> [Requirements]: Print every line of the rows below that contains the string "sunglasses".

> [Data for the task]:

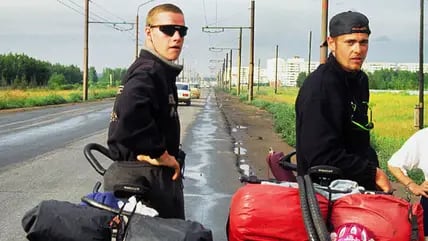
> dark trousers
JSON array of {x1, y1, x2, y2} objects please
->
[
  {"x1": 421, "y1": 196, "x2": 428, "y2": 236},
  {"x1": 104, "y1": 161, "x2": 185, "y2": 219}
]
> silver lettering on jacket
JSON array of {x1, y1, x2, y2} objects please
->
[{"x1": 168, "y1": 94, "x2": 178, "y2": 117}]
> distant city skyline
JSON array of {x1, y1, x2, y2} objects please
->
[
  {"x1": 222, "y1": 56, "x2": 428, "y2": 86},
  {"x1": 0, "y1": 0, "x2": 428, "y2": 76}
]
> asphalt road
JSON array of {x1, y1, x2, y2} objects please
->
[{"x1": 0, "y1": 89, "x2": 241, "y2": 241}]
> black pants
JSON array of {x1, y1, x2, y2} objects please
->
[{"x1": 104, "y1": 161, "x2": 185, "y2": 219}]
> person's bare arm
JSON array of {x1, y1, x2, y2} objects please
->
[
  {"x1": 388, "y1": 165, "x2": 428, "y2": 198},
  {"x1": 137, "y1": 151, "x2": 180, "y2": 180},
  {"x1": 375, "y1": 168, "x2": 392, "y2": 192}
]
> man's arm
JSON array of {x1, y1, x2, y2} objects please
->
[
  {"x1": 296, "y1": 97, "x2": 377, "y2": 189},
  {"x1": 137, "y1": 151, "x2": 181, "y2": 180},
  {"x1": 388, "y1": 165, "x2": 428, "y2": 198}
]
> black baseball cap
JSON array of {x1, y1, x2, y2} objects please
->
[{"x1": 321, "y1": 11, "x2": 371, "y2": 46}]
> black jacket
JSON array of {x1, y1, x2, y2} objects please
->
[
  {"x1": 107, "y1": 49, "x2": 182, "y2": 161},
  {"x1": 295, "y1": 54, "x2": 379, "y2": 190}
]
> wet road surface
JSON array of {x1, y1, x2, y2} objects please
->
[
  {"x1": 0, "y1": 90, "x2": 250, "y2": 241},
  {"x1": 183, "y1": 91, "x2": 241, "y2": 241}
]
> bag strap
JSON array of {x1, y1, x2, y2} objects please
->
[{"x1": 408, "y1": 204, "x2": 419, "y2": 241}]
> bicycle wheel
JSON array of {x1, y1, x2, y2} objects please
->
[
  {"x1": 303, "y1": 175, "x2": 331, "y2": 241},
  {"x1": 296, "y1": 176, "x2": 319, "y2": 241}
]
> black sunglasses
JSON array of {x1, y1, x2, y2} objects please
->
[{"x1": 150, "y1": 25, "x2": 187, "y2": 38}]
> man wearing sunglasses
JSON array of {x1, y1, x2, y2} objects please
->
[
  {"x1": 105, "y1": 4, "x2": 187, "y2": 219},
  {"x1": 295, "y1": 11, "x2": 391, "y2": 192}
]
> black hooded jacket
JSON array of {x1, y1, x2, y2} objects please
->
[
  {"x1": 107, "y1": 49, "x2": 182, "y2": 161},
  {"x1": 295, "y1": 54, "x2": 379, "y2": 190}
]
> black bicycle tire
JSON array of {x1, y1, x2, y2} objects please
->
[
  {"x1": 83, "y1": 143, "x2": 111, "y2": 176},
  {"x1": 296, "y1": 176, "x2": 319, "y2": 241},
  {"x1": 303, "y1": 175, "x2": 331, "y2": 241}
]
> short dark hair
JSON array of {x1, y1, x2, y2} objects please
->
[
  {"x1": 146, "y1": 3, "x2": 183, "y2": 26},
  {"x1": 329, "y1": 11, "x2": 371, "y2": 37}
]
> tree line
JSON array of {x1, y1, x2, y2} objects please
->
[
  {"x1": 0, "y1": 53, "x2": 126, "y2": 89},
  {"x1": 297, "y1": 69, "x2": 428, "y2": 90}
]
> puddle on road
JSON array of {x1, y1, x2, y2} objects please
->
[
  {"x1": 232, "y1": 126, "x2": 248, "y2": 132},
  {"x1": 232, "y1": 129, "x2": 254, "y2": 176}
]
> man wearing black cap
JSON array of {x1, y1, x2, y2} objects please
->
[{"x1": 295, "y1": 11, "x2": 391, "y2": 192}]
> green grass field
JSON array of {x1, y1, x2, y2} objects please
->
[
  {"x1": 239, "y1": 87, "x2": 428, "y2": 182},
  {"x1": 0, "y1": 87, "x2": 117, "y2": 110}
]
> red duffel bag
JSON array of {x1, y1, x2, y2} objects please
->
[
  {"x1": 228, "y1": 184, "x2": 328, "y2": 241},
  {"x1": 331, "y1": 194, "x2": 424, "y2": 241}
]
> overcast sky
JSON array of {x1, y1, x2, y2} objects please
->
[{"x1": 0, "y1": 0, "x2": 428, "y2": 76}]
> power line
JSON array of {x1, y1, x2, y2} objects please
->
[{"x1": 57, "y1": 0, "x2": 134, "y2": 32}]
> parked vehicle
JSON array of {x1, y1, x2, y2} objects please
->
[
  {"x1": 190, "y1": 84, "x2": 201, "y2": 99},
  {"x1": 175, "y1": 82, "x2": 192, "y2": 105}
]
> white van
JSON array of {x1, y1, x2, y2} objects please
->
[{"x1": 175, "y1": 82, "x2": 192, "y2": 105}]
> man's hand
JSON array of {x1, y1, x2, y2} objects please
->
[
  {"x1": 407, "y1": 181, "x2": 428, "y2": 198},
  {"x1": 137, "y1": 151, "x2": 180, "y2": 180},
  {"x1": 375, "y1": 168, "x2": 392, "y2": 192}
]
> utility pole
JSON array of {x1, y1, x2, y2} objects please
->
[
  {"x1": 181, "y1": 58, "x2": 184, "y2": 82},
  {"x1": 257, "y1": 58, "x2": 260, "y2": 91},
  {"x1": 224, "y1": 53, "x2": 229, "y2": 88},
  {"x1": 82, "y1": 0, "x2": 133, "y2": 101},
  {"x1": 320, "y1": 0, "x2": 328, "y2": 64},
  {"x1": 236, "y1": 28, "x2": 242, "y2": 96},
  {"x1": 248, "y1": 0, "x2": 255, "y2": 102},
  {"x1": 202, "y1": 26, "x2": 250, "y2": 96},
  {"x1": 229, "y1": 49, "x2": 232, "y2": 92},
  {"x1": 274, "y1": 45, "x2": 278, "y2": 94},
  {"x1": 417, "y1": 0, "x2": 424, "y2": 129},
  {"x1": 308, "y1": 30, "x2": 312, "y2": 76},
  {"x1": 82, "y1": 0, "x2": 89, "y2": 101}
]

> [Response]:
> black sunglasses
> man wearing sunglasses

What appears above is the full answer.